Task goal.
Please rewrite the items starting with the line containing "of the long" and going on through the last line of the items, keeping every line, requests included. Offset each answer coordinate by adding 32 to every number, and leave all other lines unchanged.

(Recorded data)

Begin

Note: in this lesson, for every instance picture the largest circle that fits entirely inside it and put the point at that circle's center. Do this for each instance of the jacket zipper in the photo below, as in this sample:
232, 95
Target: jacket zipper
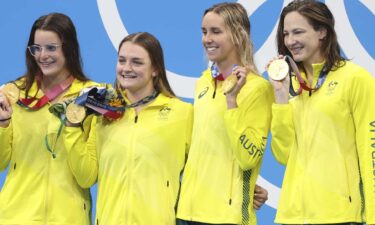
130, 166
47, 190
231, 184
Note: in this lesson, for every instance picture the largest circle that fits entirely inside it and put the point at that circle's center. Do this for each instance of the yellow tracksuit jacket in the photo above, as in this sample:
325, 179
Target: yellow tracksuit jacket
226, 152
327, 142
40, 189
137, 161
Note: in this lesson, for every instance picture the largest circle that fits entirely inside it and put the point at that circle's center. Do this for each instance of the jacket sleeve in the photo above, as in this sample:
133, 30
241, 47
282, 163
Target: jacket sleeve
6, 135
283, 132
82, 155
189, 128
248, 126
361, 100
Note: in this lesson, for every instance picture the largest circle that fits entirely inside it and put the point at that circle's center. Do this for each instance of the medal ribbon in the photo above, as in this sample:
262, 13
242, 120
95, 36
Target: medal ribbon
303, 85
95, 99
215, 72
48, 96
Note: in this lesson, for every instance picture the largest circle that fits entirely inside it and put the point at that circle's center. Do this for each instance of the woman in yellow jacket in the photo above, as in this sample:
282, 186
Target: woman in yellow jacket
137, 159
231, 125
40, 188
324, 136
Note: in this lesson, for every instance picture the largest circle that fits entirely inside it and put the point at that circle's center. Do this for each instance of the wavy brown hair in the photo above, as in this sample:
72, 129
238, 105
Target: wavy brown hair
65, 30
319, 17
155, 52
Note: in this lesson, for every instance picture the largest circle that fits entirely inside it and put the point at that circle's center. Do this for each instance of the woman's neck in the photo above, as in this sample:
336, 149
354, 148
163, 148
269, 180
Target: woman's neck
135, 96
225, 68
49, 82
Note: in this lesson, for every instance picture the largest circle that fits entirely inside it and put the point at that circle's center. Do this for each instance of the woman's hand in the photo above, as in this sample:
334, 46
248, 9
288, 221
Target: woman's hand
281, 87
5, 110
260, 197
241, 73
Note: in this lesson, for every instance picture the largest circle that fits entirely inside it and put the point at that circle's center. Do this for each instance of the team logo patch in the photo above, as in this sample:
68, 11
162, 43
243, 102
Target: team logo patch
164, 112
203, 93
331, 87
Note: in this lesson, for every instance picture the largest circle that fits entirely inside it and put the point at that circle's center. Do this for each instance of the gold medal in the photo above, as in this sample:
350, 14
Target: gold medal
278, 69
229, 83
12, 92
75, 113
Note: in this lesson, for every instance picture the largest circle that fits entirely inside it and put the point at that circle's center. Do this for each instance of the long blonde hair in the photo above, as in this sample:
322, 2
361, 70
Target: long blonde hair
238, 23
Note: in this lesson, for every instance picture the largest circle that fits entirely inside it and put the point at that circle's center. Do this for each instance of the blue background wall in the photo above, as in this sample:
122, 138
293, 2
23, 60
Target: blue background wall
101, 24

End

Worked answer.
Note: in this lesson, for every instance picture the largest circle that fits entirely inside it and put the point at that circle's center. Do this for each instance of the long blonde hair in the photo above, as in this sample:
322, 2
361, 70
Target: long blonde hair
270, 55
Note: in this lesson, for every instance picture the largest circle that fits entirely inside it and put the point at that circle's center. Do this for each instance of the blue background wall in the photo above, as in this sample:
122, 138
293, 2
23, 60
Target: blue background wall
133, 56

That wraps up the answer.